- **Aim of the task**:
Which lines in the material below contain the word "waffle"? Copy each of them.

- **Exercise input**:
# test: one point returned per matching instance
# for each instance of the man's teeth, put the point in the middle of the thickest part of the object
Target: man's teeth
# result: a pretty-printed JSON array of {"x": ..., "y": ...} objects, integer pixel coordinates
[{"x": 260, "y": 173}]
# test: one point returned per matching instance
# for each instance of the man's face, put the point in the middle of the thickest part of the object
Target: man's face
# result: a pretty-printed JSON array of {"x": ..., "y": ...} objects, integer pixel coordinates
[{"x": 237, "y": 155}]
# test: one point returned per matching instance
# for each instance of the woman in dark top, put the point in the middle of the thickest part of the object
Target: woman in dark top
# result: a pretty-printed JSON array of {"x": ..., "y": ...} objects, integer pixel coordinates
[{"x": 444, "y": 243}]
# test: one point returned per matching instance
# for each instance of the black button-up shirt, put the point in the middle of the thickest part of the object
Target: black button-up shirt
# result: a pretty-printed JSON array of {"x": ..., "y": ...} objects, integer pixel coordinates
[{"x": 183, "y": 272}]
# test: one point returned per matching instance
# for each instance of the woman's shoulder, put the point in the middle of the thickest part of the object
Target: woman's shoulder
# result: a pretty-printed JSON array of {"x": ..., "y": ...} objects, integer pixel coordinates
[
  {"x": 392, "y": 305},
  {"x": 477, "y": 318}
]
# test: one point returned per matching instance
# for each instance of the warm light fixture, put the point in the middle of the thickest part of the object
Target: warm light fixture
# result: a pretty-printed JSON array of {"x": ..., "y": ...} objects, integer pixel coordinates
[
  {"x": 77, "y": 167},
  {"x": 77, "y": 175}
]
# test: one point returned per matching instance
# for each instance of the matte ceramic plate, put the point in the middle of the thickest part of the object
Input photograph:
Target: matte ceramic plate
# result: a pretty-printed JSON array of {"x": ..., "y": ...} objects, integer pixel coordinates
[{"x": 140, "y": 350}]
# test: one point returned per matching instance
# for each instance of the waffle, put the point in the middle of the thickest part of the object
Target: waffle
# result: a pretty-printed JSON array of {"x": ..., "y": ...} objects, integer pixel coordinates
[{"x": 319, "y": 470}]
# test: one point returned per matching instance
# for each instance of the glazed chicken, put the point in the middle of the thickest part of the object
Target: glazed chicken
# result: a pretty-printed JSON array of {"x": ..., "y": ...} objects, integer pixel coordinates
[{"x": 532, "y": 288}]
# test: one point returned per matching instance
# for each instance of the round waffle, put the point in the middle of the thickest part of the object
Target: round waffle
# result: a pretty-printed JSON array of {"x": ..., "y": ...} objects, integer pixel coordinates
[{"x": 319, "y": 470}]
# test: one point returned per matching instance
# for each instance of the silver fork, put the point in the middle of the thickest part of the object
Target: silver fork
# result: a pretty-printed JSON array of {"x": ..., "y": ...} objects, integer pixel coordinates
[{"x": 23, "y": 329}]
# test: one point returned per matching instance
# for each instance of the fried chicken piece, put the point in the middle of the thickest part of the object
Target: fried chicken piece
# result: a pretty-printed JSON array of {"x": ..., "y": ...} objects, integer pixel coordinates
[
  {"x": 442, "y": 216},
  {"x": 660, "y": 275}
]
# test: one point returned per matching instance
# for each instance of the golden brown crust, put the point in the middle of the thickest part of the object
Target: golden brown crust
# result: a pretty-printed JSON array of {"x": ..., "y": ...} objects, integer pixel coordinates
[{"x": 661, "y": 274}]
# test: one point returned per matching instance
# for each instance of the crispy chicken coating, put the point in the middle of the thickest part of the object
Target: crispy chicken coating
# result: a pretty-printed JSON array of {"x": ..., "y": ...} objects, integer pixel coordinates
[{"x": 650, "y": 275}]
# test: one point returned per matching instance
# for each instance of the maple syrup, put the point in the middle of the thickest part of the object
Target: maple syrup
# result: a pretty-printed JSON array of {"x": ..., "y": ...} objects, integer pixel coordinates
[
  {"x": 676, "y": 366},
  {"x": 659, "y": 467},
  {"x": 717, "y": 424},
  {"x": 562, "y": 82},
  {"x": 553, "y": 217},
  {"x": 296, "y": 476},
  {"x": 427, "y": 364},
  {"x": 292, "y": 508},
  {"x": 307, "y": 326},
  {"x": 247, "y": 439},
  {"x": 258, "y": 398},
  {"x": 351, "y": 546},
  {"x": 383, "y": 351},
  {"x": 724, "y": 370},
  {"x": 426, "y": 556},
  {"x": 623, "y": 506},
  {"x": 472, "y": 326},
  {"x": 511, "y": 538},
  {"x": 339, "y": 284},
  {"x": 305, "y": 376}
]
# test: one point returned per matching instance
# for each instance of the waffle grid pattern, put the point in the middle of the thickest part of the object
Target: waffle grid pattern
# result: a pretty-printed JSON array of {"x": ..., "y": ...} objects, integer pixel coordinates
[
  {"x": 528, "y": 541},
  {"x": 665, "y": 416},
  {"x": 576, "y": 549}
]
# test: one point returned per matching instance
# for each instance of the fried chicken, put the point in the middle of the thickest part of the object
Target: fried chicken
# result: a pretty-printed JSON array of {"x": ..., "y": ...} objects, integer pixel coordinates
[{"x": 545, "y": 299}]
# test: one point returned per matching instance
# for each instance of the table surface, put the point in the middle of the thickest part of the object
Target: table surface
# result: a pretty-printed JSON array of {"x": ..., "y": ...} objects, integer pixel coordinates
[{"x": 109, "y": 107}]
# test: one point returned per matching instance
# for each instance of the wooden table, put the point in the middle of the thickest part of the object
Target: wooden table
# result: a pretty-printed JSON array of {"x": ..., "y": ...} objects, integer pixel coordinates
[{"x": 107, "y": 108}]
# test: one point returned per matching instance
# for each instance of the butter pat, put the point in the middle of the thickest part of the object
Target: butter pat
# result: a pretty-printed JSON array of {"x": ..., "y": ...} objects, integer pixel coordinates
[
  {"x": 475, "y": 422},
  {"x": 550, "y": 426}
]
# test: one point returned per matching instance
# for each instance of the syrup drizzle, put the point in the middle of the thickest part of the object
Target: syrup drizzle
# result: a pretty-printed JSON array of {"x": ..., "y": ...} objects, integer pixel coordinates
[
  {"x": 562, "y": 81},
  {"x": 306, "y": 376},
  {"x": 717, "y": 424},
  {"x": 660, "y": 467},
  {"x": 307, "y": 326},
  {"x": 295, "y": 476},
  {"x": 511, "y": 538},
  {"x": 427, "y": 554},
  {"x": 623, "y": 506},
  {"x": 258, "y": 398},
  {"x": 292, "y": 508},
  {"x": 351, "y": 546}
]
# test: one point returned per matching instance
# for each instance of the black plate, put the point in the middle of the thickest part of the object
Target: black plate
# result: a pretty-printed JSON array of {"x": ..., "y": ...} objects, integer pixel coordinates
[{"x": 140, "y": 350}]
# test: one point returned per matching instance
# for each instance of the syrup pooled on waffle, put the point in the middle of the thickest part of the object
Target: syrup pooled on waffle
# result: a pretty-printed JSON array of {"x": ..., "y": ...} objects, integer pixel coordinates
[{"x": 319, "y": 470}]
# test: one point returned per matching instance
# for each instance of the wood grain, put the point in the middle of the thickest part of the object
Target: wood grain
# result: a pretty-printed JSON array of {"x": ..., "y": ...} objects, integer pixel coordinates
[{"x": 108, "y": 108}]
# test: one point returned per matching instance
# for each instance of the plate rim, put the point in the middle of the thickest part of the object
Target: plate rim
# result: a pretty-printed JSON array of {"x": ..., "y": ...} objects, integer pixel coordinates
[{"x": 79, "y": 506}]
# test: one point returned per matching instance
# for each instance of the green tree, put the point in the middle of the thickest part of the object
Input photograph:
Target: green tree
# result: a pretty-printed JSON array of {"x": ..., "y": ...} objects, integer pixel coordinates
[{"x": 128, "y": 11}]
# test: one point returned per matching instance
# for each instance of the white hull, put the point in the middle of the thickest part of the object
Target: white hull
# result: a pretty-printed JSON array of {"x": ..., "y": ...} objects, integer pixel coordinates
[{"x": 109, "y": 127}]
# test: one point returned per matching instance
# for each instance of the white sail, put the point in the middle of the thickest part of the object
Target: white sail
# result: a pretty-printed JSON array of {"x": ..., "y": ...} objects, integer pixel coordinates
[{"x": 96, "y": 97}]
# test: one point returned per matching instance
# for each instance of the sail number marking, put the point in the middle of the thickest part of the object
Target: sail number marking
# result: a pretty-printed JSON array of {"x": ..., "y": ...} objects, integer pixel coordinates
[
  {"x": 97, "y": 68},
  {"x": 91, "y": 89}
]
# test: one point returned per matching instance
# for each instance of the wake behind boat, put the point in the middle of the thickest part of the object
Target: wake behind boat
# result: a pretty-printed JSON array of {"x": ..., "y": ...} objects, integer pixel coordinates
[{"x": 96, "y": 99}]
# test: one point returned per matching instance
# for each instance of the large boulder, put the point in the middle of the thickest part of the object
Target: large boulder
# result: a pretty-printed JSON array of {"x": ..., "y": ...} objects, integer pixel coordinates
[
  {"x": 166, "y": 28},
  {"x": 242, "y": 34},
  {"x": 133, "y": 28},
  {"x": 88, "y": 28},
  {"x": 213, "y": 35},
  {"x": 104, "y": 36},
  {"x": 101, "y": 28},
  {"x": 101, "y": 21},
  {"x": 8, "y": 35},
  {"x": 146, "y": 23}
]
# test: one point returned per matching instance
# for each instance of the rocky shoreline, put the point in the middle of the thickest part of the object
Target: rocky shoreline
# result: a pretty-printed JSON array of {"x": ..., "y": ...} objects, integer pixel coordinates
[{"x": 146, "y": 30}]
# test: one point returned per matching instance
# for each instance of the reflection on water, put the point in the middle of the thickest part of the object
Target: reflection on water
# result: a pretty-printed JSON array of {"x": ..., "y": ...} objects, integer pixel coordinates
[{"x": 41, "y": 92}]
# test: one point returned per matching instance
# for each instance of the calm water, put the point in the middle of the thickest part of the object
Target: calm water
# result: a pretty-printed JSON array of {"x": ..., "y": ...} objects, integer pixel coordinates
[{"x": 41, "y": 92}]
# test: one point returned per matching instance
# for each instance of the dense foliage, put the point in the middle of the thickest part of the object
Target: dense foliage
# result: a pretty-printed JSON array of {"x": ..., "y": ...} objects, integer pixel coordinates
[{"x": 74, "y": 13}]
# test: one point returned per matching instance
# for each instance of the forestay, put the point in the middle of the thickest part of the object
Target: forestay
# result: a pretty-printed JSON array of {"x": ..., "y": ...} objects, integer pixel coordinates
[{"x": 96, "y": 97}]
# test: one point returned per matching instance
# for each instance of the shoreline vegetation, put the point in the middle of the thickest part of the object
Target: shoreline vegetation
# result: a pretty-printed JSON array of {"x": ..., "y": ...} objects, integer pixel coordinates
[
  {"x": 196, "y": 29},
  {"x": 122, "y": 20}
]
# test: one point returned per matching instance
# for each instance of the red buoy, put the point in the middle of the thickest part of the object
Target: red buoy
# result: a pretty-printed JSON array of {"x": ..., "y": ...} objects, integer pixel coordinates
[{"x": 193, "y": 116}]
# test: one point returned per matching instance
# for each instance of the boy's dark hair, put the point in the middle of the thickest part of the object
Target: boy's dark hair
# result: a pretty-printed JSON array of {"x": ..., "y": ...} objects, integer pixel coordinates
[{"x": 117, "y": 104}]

- **Expected answer**:
# for each instance of the waffle, put the point in the middle of the thickest part of the object
Target: waffle
# for each instance of the round waffle, put the point in the middle of the thickest part of the object
Target: round waffle
# for each instance of the waffle grid pattern, put the point in the middle of the thickest part of the object
Target: waffle grid pattern
# for each instance of the syrup pooled on waffle, put the point in the middle of the thickest part of the object
Target: syrup pooled on waffle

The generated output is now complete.